List every line of the rows that contains the string "window". Case counts.

_EXTRACTED DATA_

^^^^^^^^^^^^^^^^

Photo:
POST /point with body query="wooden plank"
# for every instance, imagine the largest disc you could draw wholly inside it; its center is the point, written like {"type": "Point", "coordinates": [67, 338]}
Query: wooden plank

^^^^^^^^^^^^^^^^

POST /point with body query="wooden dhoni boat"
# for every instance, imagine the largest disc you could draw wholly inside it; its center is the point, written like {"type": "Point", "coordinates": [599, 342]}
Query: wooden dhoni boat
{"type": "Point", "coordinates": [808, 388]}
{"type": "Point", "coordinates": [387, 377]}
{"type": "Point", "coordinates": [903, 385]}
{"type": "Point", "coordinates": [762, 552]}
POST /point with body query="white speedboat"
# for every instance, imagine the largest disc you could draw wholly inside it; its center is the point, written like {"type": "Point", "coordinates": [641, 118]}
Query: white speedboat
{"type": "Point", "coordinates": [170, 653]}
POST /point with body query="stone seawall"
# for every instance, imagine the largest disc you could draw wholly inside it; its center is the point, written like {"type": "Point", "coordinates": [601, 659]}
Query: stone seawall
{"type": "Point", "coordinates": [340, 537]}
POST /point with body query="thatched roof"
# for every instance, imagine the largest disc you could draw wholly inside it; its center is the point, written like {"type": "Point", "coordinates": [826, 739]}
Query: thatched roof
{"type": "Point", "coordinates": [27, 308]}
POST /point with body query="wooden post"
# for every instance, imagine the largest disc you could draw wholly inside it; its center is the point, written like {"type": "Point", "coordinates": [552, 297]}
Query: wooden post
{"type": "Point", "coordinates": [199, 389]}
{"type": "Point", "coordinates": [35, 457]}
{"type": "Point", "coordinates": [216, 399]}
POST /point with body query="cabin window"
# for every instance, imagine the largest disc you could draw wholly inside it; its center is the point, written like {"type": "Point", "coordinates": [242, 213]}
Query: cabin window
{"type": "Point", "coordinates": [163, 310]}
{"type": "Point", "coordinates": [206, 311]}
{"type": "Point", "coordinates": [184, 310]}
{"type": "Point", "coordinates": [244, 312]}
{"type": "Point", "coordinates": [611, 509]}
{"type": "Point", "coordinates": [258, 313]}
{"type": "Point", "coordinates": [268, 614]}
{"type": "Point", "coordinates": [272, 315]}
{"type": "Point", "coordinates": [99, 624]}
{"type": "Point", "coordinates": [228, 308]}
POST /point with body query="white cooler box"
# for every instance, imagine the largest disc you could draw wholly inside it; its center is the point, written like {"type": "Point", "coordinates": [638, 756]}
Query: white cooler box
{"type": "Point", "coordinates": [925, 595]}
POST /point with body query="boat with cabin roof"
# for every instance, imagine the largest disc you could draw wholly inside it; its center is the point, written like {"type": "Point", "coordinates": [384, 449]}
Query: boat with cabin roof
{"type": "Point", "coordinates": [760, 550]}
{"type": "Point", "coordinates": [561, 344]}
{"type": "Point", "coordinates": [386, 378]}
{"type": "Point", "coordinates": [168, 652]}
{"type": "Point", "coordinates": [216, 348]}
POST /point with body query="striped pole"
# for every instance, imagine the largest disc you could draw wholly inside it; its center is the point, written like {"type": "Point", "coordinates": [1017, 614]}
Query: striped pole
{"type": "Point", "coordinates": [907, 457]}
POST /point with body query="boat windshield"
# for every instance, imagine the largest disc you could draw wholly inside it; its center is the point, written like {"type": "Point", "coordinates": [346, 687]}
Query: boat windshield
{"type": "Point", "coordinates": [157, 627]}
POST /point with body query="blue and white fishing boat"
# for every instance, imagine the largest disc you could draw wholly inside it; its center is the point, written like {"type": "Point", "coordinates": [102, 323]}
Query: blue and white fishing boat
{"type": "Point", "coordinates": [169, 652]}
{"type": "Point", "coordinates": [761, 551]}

^^^^^^^^^^^^^^^^

_TASK OUTPUT_
POST /point with body query="cabin window"
Query: cabin window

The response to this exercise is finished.